* WORK REQUEST: Copy the passage about Sheumaker starting with "Controversy returned in" and going on through "had been hospitalized.", and replace "petition" with "campaign".

* SELECTED TEXT:

On June 30, 2022, two Des Moines police officers filed a lawsuit against six protesters, including Sheumaker, alleging assault. Sheumaker countersued in August, accusing officers of putting her in a chokehold and pushing her. Sheumaker's countersuit against the officers was dismissed by a Polk County judge for falling outside the statute of limitations. The officers filed their suit one day before the deadline.

Most of the officers involved in the lawsuit eventually settled or dismissed their claims against Sheumaker. However, Detective Jeff George maintained his case, seeking $250,000 in damages. In August 2024, George was granted a default judgment after Sheumaker stopped responding to court filings. On October 15, 2024, Judge Coleman McAllister awarded George $6,000.

==Career==
Prior to running for office, Sheumaker was involved as an activist with Des Moines' Black Liberation Movement. It was through her social justice activism and involvement in council meetings at the Des Moines City Council that Sheumaker decided to run for political office. She attended a city council meeting for the first time in 2020 to advocate for an ordinance banning racial profiling.

== Des Moines City Council ==
On 2 November 2021, Sheumaker ousted the two-term incumbent Ward 1 councilman Bill Gray. The race was non-partisan. Sheumaker received 46% of votes, while Gray received 36% of votes. Sheumaker has no previous experience with electoral politics. Her platform included defunding the police, decriminalization of marijuana, food security, affordable housing, the municipalization of city utilities, decentralization of power, and wealth redistribution. She was sworn into office on January 10, 2022.

Sheumaker became the subject of controversy in 2022 when she did not attend any council functions and responded to fewer than 10 out of more than 400 emails sent to her city account between May 23 and June 30. After these absences were reported by multiple local media outlets, Sheumaker released a statement attributing them to COVID-19 and depression. Through the end of 2022, Sheumaker missed a total of 11 council meetings and work sessions, one less than the other six council members combined.

Controversy returned in April 2023. After Sheumaker missed three more council functions between March 27 and April 10, a citizen launched a petition calling for her resignation. Angelo Thorne asserted that Sheumaker was unresponsive when he attempted on multiple occasions to contact the councilwoman. Sheumaker did not respond publicly to the allegation, but on April 24, her father told the Des Moines Register that she had been hospitalized.

Sheumaker missed eleven more council meetings and work sessions in May and June, prompting one neighborhood association to call for her to resign or be removed from office. At the July 17 council meeting, another neighborhood association challenged Sheumaker, who was not present, to "please consider the oath [she] made to the people of Ward 1 and determine if [she] can still execute that oath."

On August 1, five residents of Ward 1 filed a "citizen's complaint of written charges" accusing Sheumaker of "willful and habitual neglect, as well as refusal to perform the duties of office" in violation of Iowa Code 66.1A. The complaint further asked the city council to schedule a hearing to remove her from office per Iowa Code 66.29.

On August 21, Mayor Frank Cownie sent a letter on behalf of the city council to Sheumaker asking her to communicate her intentions regarding the office no later than 5:00 pm on August 28 and explaining that failure to do so would result in the council proceeding upon the assumption that her seat was abandoned. When multiple attempts to deliver the letter by professional process server and certified mail failed, Cownie released the letter to the media and declared that the deadline would stand. It was announced on August 28 that Sheumaker had not responded before the deadline, and the city council would proceed accordingly.

Sheumaker resigned on September 6, 2023, effective August 31.

* DATA FOR REVIEW:
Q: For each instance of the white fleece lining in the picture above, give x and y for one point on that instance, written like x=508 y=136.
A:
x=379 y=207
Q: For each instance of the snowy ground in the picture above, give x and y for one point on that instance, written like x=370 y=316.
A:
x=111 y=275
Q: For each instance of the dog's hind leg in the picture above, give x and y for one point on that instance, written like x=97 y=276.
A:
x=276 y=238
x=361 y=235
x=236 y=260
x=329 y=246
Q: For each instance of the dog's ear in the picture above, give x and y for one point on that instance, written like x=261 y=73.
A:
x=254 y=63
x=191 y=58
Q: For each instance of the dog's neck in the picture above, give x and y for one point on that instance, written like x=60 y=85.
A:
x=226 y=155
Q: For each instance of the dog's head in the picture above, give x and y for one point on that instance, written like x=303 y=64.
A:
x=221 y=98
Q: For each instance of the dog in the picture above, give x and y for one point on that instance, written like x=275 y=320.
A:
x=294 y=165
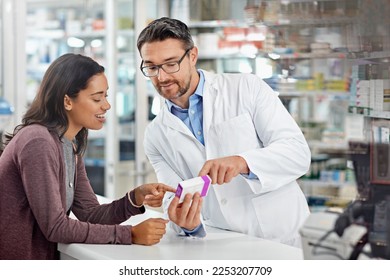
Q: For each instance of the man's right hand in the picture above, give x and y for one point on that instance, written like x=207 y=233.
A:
x=186 y=214
x=148 y=232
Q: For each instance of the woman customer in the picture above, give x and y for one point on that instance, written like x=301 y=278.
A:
x=43 y=177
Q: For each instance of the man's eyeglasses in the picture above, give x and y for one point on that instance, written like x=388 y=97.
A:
x=168 y=67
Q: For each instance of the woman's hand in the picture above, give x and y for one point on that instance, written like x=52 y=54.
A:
x=148 y=232
x=151 y=194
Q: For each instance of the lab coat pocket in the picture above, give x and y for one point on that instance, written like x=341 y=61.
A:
x=234 y=136
x=273 y=211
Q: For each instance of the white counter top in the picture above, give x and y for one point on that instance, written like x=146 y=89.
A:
x=217 y=245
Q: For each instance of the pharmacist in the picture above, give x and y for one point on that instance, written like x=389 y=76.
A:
x=232 y=127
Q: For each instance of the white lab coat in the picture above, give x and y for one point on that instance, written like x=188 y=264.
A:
x=242 y=116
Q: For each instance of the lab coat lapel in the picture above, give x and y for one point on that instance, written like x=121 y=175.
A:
x=209 y=104
x=173 y=122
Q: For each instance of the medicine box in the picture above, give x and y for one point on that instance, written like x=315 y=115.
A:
x=198 y=184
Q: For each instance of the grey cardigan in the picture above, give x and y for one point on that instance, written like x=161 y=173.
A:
x=33 y=201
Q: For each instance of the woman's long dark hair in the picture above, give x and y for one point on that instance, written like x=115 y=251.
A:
x=67 y=75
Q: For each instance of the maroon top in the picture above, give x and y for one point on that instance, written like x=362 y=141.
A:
x=33 y=201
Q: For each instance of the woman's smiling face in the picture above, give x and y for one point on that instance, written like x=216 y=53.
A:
x=89 y=107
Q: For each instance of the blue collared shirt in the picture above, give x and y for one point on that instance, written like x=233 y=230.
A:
x=193 y=119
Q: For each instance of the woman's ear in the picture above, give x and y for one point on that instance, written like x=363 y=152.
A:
x=67 y=103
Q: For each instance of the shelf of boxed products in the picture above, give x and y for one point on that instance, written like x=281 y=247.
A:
x=322 y=195
x=329 y=183
x=369 y=55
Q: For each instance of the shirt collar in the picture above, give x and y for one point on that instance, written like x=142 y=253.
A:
x=197 y=94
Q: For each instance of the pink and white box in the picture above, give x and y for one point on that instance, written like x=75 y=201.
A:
x=198 y=184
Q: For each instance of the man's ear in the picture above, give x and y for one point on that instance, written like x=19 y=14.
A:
x=67 y=103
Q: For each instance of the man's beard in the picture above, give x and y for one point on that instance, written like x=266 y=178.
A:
x=182 y=90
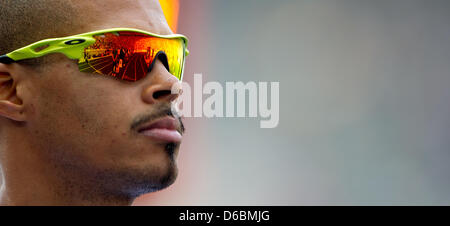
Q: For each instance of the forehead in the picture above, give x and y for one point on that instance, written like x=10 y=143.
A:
x=142 y=14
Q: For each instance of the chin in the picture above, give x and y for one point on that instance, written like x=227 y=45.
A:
x=150 y=179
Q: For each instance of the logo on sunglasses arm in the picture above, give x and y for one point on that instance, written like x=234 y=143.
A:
x=74 y=42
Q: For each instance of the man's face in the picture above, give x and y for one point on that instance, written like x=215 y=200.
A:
x=87 y=124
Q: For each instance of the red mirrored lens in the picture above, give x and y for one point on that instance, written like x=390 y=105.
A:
x=129 y=55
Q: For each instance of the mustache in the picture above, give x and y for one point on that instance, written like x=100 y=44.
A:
x=160 y=110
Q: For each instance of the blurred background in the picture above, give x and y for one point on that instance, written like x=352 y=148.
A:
x=364 y=103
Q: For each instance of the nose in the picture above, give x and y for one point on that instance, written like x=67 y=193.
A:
x=159 y=85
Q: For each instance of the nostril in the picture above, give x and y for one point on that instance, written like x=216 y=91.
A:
x=161 y=94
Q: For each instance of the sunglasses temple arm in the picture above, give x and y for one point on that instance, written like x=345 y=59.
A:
x=6 y=60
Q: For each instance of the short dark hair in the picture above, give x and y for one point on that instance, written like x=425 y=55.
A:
x=23 y=22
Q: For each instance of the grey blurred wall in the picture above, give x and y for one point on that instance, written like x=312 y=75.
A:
x=364 y=103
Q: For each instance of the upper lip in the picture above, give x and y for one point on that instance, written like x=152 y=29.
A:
x=166 y=122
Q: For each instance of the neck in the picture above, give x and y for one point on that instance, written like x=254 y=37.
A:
x=29 y=179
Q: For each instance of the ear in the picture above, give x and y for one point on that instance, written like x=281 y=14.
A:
x=11 y=106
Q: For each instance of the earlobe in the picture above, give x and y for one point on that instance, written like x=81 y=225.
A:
x=11 y=105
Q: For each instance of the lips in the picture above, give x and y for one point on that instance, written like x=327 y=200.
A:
x=163 y=129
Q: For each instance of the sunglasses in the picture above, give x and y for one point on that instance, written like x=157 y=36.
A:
x=123 y=53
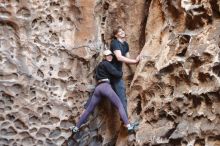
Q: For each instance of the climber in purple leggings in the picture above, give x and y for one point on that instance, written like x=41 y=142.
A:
x=105 y=71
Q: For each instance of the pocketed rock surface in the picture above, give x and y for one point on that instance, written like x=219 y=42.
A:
x=48 y=52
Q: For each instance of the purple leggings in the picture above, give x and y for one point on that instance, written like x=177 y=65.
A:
x=103 y=90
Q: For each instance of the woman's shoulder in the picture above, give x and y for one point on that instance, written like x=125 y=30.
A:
x=114 y=41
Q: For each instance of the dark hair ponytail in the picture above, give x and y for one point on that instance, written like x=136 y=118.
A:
x=115 y=31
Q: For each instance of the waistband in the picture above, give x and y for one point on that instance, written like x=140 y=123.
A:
x=103 y=80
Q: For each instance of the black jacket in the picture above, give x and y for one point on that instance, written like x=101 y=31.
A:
x=105 y=70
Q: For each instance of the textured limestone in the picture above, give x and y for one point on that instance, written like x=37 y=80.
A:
x=48 y=52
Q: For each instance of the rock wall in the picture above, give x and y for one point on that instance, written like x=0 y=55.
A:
x=49 y=50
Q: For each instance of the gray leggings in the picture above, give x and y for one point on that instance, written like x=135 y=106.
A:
x=103 y=90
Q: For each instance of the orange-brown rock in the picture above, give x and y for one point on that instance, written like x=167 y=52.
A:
x=48 y=52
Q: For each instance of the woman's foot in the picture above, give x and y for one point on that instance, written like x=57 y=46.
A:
x=74 y=129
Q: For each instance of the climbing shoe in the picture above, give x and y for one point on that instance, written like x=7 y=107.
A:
x=74 y=129
x=132 y=127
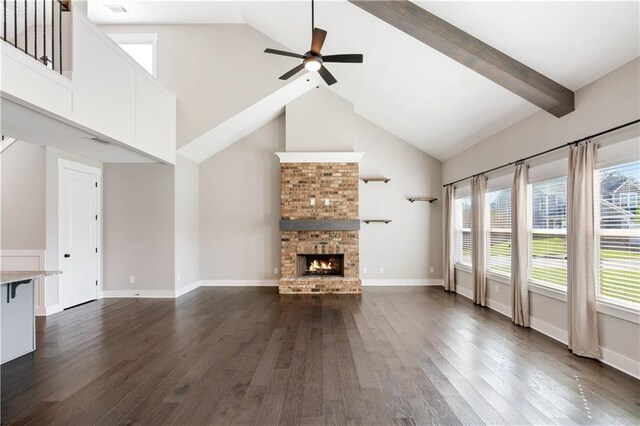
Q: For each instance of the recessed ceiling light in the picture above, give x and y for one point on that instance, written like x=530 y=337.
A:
x=116 y=8
x=95 y=139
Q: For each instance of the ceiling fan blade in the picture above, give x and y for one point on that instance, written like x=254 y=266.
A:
x=318 y=40
x=283 y=53
x=327 y=76
x=351 y=58
x=292 y=72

* SOLUTION TO THE EXERCISE:
Controversy returned in April 2023. After Sheumaker missed three more council functions between March 27 and April 10, a citizen launched a campaign calling for her resignation. Angelo Thorne asserted that Sheumaker was unresponsive when he attempted on multiple occasions to contact the councilwoman. Sheumaker did not respond publicly to the allegation, but on April 24, her father told the Des Moines Register that she had been hospitalized.